- Opening Delimiter -

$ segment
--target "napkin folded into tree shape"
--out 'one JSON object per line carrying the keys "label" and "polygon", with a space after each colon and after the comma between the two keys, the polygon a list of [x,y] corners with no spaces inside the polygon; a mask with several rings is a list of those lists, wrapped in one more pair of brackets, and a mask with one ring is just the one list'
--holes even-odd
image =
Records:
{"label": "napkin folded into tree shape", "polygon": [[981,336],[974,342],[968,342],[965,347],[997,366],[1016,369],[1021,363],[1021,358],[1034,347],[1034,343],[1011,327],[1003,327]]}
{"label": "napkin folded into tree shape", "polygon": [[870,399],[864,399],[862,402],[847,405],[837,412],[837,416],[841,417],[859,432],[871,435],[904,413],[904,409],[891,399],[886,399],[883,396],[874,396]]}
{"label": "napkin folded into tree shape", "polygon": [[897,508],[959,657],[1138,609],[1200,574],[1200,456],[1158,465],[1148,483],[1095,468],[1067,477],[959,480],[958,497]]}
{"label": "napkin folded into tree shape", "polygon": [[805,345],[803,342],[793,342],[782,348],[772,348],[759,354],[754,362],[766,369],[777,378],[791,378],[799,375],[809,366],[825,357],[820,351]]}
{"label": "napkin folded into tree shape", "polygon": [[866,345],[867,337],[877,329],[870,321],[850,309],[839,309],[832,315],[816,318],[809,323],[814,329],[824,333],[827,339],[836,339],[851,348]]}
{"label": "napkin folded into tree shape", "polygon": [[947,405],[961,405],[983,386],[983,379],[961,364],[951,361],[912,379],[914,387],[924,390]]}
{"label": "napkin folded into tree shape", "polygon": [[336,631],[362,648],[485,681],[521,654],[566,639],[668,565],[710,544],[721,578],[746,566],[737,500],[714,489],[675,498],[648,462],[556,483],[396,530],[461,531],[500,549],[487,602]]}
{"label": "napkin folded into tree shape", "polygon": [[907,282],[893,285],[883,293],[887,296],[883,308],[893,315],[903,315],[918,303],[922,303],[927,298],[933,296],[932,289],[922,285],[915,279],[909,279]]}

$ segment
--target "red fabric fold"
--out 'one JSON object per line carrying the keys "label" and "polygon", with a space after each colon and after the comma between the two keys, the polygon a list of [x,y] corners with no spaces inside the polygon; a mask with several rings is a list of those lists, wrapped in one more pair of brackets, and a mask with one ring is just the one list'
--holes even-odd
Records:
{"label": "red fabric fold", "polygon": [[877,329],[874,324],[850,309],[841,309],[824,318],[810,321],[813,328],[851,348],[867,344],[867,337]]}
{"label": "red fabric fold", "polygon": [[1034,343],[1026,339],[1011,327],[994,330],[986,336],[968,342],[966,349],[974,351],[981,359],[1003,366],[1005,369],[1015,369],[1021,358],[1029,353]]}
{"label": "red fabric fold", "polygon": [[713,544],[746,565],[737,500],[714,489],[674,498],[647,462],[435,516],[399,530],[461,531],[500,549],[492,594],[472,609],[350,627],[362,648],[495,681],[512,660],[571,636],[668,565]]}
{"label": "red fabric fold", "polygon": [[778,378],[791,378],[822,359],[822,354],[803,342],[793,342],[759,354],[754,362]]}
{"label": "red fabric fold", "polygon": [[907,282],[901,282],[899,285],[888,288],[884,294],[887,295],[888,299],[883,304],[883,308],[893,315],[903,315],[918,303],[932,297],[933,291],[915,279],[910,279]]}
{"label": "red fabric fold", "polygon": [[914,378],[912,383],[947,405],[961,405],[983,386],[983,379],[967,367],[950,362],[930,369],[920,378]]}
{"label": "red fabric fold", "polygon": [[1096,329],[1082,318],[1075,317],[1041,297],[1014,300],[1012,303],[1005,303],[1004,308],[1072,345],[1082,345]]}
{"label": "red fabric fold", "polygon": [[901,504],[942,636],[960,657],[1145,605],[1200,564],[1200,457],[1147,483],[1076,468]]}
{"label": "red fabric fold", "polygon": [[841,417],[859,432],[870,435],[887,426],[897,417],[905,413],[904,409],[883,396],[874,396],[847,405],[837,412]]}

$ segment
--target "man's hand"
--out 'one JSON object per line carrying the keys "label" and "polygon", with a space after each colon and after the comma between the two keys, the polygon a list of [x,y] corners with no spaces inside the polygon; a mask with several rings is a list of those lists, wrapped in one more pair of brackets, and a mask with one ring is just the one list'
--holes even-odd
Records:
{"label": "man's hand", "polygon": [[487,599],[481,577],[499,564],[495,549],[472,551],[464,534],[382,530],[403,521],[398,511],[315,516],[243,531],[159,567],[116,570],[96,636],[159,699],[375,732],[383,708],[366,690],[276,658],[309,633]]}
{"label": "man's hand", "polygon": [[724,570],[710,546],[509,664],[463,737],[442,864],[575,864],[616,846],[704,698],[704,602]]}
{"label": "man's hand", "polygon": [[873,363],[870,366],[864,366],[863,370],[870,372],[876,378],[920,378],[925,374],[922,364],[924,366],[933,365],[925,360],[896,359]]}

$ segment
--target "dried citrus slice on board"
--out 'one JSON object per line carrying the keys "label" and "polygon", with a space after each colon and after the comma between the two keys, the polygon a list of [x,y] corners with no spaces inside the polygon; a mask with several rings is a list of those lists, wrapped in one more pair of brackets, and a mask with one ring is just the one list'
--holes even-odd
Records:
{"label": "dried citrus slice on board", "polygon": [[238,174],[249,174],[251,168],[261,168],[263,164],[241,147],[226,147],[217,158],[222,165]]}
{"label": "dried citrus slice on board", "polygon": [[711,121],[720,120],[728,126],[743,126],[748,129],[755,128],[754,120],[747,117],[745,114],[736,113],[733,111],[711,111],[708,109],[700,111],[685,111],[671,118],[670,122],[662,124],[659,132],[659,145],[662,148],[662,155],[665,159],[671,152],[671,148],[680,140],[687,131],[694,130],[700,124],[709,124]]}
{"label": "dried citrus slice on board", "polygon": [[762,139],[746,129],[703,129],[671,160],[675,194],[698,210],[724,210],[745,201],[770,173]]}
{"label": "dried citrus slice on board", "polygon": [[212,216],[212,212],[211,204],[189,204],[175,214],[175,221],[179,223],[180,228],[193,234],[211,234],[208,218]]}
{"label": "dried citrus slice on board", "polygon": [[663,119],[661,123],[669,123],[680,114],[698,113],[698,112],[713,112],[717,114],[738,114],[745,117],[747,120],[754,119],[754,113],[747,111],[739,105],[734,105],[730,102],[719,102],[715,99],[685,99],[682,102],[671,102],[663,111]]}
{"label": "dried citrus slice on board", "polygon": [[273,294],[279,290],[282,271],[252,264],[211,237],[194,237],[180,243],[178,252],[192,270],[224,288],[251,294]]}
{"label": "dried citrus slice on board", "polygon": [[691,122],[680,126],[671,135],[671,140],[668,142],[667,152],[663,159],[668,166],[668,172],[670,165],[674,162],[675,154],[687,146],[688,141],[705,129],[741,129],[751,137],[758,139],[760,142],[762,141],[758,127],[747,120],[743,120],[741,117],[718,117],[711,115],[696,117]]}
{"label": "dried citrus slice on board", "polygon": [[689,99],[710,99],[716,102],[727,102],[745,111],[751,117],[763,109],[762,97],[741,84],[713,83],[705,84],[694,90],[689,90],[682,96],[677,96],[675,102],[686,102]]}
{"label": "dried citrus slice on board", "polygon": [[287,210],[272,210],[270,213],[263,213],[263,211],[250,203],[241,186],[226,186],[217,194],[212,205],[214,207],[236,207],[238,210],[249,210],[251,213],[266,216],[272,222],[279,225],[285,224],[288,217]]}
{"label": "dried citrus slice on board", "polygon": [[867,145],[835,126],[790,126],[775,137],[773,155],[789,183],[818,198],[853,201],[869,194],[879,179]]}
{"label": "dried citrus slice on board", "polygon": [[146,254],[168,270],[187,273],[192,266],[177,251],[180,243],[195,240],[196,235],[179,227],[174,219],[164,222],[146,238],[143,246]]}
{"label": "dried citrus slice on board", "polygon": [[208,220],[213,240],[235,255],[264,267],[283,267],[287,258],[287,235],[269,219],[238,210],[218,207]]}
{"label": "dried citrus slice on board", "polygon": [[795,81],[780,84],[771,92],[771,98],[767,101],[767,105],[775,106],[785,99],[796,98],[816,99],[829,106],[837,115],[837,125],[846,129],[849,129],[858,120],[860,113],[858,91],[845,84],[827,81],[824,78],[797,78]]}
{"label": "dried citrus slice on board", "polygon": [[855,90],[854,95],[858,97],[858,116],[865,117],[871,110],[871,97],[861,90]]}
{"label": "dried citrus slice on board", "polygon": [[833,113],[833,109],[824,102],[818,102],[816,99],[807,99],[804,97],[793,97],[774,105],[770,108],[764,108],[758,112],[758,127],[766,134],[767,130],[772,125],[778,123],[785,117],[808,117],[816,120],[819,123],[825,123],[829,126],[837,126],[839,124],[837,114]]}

- Closing Delimiter -

* Your instructions
Within the entries, find all lines holding "target" and copy each one.

* Exercise answer
--target "napkin folded into tree shape"
--target "red fabric fold"
--target "man's hand"
--target "dried citrus slice on board"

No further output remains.